Take every entry below and copy it out word for word.

Extracted material: Begin

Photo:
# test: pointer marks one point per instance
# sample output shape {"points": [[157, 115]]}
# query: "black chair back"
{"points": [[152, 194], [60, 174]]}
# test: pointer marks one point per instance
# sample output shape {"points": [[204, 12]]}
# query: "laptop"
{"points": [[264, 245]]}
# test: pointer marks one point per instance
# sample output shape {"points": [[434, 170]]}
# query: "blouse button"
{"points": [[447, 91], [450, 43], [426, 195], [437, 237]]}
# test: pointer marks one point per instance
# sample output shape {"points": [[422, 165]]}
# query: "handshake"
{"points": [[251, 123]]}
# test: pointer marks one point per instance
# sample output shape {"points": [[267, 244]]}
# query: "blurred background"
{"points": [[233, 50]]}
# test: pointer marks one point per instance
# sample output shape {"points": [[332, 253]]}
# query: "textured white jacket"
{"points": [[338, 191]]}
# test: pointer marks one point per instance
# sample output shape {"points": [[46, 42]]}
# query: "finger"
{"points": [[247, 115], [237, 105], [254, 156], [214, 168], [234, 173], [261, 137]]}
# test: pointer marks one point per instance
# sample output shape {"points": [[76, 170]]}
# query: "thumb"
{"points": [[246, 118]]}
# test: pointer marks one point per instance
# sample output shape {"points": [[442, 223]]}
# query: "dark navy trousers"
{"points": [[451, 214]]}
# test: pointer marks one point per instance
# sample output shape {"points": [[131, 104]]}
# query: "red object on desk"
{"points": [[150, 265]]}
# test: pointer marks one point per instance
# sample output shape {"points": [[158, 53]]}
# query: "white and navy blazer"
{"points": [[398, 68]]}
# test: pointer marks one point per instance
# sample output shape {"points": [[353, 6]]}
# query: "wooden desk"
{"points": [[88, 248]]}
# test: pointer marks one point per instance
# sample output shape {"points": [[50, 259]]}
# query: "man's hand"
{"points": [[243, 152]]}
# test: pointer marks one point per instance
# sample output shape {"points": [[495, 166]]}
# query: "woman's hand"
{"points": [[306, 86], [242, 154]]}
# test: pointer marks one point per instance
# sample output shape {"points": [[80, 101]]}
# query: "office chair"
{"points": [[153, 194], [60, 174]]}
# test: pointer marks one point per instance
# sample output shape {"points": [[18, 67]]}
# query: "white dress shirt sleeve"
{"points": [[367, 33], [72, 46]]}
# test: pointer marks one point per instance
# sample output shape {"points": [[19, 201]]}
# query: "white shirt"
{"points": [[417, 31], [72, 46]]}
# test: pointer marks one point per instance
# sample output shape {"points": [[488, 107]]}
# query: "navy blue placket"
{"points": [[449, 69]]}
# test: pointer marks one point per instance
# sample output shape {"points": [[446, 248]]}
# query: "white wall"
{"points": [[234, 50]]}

Extracted material: End

• **Result of the exercise**
Photo:
# test: pointer marks one point per instance
# sample output shape {"points": [[157, 115]]}
# query: "black chair back"
{"points": [[152, 194], [60, 174]]}
# test: pointer marks one point per instance
# sample output shape {"points": [[204, 12]]}
# query: "laptop"
{"points": [[264, 245]]}
# test: pointer marks one point per instance
# sample output shape {"points": [[434, 170]]}
# query: "blouse button"
{"points": [[447, 91], [450, 43], [426, 195], [437, 237]]}
# test: pointer marks one point per instance
# sample output shape {"points": [[422, 165]]}
# query: "handshake"
{"points": [[251, 123]]}
# test: pointer marks one point per instance
# sample output shape {"points": [[267, 244]]}
# query: "blurred background"
{"points": [[233, 50]]}
# test: pointer marks one point per instance
# sample output shape {"points": [[332, 253]]}
# query: "textured white jacket"
{"points": [[338, 191]]}
# test: pointer marks one point per instance
# sample output shape {"points": [[46, 42]]}
# query: "finger"
{"points": [[247, 115], [237, 105], [254, 156], [214, 168], [234, 173], [261, 137]]}
# test: pointer marks one point per instance
# sample output shape {"points": [[76, 170]]}
# query: "thumb"
{"points": [[246, 118]]}
# test: pointer marks one point per instance
# sample output shape {"points": [[442, 223]]}
# query: "dark navy trousers"
{"points": [[451, 214]]}
# test: pointer marks one point per instance
# sample output shape {"points": [[131, 104]]}
# query: "red object on desk"
{"points": [[150, 265]]}
# test: pointer marks one point per instance
# sample output shape {"points": [[158, 53]]}
# query: "white and navy blazer"
{"points": [[398, 68]]}
# test: pointer marks one point per instance
# sample output shape {"points": [[353, 6]]}
# query: "wooden desk"
{"points": [[88, 248]]}
# test: pointer marks one point per instance
# sample output shape {"points": [[50, 259]]}
# query: "man's hand"
{"points": [[243, 152]]}
# test: pointer marks one point per instance
# sample output shape {"points": [[495, 166]]}
# query: "woman's hand"
{"points": [[306, 86], [242, 154]]}
# test: pointer marks one point per instance
# sample output shape {"points": [[80, 101]]}
# query: "office chair"
{"points": [[153, 194], [60, 174]]}
# test: pointer marks one point per instance
# sample output shape {"points": [[18, 67]]}
# query: "white dress shirt sleeve"
{"points": [[367, 33], [72, 46]]}
# test: pointer marks one point per instance
# sample output shape {"points": [[19, 201]]}
# query: "white shirt"
{"points": [[417, 31], [72, 46]]}
# test: pointer marks one point per instance
# sample output shape {"points": [[488, 107]]}
# query: "navy blue placket"
{"points": [[449, 69]]}
# test: pointer marks one point per instance
# sample output shape {"points": [[446, 248]]}
# query: "white wall"
{"points": [[234, 50]]}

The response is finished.